◆ **Requirements**: Please give the records below as a Markdown table, with a "Row" column numbering each line and a "Line" column holding that line's text. Leave out any blank lines.

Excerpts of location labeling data
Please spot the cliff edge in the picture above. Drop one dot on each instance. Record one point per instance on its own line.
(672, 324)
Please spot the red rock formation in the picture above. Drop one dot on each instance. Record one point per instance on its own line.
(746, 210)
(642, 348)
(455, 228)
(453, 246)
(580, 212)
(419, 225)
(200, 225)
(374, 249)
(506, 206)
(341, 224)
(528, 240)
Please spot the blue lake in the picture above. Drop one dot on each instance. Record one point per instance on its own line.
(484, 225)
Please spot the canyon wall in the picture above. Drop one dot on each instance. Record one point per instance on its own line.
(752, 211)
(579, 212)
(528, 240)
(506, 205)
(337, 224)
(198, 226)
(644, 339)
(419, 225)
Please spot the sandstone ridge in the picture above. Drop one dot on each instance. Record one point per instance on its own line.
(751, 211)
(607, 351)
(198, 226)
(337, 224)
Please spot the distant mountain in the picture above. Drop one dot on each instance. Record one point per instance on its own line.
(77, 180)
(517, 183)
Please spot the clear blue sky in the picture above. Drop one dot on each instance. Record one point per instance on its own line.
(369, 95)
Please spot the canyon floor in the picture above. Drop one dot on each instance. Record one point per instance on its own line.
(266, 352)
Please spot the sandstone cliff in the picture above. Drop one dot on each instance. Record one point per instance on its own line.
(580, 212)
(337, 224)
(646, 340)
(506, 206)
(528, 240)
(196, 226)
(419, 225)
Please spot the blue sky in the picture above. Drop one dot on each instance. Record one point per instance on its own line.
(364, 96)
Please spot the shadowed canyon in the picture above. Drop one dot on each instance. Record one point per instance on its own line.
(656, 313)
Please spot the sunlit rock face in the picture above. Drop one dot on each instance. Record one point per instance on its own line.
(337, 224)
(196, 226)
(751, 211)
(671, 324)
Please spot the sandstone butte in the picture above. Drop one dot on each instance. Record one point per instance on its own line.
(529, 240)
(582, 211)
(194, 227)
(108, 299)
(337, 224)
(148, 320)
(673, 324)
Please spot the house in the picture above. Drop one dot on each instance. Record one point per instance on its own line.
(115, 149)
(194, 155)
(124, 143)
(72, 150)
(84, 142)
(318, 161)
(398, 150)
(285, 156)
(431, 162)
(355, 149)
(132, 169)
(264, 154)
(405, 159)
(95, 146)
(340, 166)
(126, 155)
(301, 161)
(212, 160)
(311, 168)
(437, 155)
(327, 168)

◆ **Written solution**:
| Row | Line |
|---|---|
| 1 | Please spot the cliff edge in the picture above. Drop one dot on each instance. Record one point per instance on its own line. |
| 2 | (672, 324) |
| 3 | Please spot the red rock formation in the picture above. Drop one dot on each instance. Record one point per instance on its own line. |
| 4 | (746, 210) |
| 5 | (642, 348) |
| 6 | (455, 228) |
| 7 | (453, 246) |
| 8 | (580, 212) |
| 9 | (419, 225) |
| 10 | (200, 225) |
| 11 | (374, 249) |
| 12 | (506, 206) |
| 13 | (341, 224) |
| 14 | (528, 240) |
| 15 | Please spot the blue lake in the picture above. Drop one dot on each instance. Record one point per instance on its own line. |
| 16 | (484, 225) |
| 17 | Please spot the canyon wall in the picture above. Drop one dot on each instance. Record one point per instance on its own line. |
| 18 | (752, 211) |
| 19 | (579, 212) |
| 20 | (528, 240) |
| 21 | (506, 205) |
| 22 | (337, 224) |
| 23 | (198, 226) |
| 24 | (644, 339) |
| 25 | (419, 225) |
| 26 | Please spot the sandstone ridge in the picture above. Drop one dot on each instance. Record one point per instance on its own line. |
| 27 | (751, 211) |
| 28 | (607, 351) |
| 29 | (198, 226) |
| 30 | (337, 224) |
| 31 | Please spot the distant mountain in the picture above. Drop one dot on each instance. Record one point per instance on its own line. |
| 32 | (77, 180) |
| 33 | (517, 183) |
| 34 | Please spot the clear blue sky in the picture above. Drop one dot on each instance. Record one point per instance on its own line. |
| 35 | (369, 95) |
| 36 | Please spot the canyon floor in the picture above. Drop one dot on each instance. Record one point per instance on its own line. |
| 37 | (266, 352) |
| 38 | Please spot the sandstone cliff in the picture above. Drop one dot on each instance. Record one point per instance on its own line. |
| 39 | (580, 212) |
| 40 | (337, 224) |
| 41 | (646, 340) |
| 42 | (506, 206) |
| 43 | (528, 240) |
| 44 | (196, 226) |
| 45 | (419, 225) |
| 46 | Please spot the blue sky in the picture above. Drop one dot on each instance. Record one point per instance on its own line. |
| 47 | (364, 96) |
| 48 | Please spot the shadowed canyon in the picture above. Drop one dot on each instance. Record one point per instance on its own line. |
| 49 | (656, 313) |
| 50 | Please spot the sunlit rock face in the picture above. Drop one dot on each instance. Record one point per instance on its own line. |
| 51 | (337, 224) |
| 52 | (196, 226) |
| 53 | (751, 211) |
| 54 | (671, 324) |
| 55 | Please spot the sandstone butte in the picture above. Drop one dot on each instance. Record one point per instance on its own line. |
| 56 | (529, 240) |
| 57 | (582, 211) |
| 58 | (194, 227) |
| 59 | (108, 299) |
| 60 | (337, 224) |
| 61 | (148, 320) |
| 62 | (673, 324) |
| 63 | Please spot the house in the picture above. Drop one dot on each instance. Record one point per instance on its own line. |
| 64 | (115, 149) |
| 65 | (194, 155) |
| 66 | (124, 143) |
| 67 | (72, 150) |
| 68 | (84, 142) |
| 69 | (318, 161) |
| 70 | (398, 150) |
| 71 | (285, 156) |
| 72 | (431, 162) |
| 73 | (355, 149) |
| 74 | (132, 169) |
| 75 | (264, 154) |
| 76 | (405, 159) |
| 77 | (95, 146) |
| 78 | (340, 166) |
| 79 | (126, 155) |
| 80 | (301, 161) |
| 81 | (212, 160) |
| 82 | (311, 168) |
| 83 | (437, 155) |
| 84 | (327, 168) |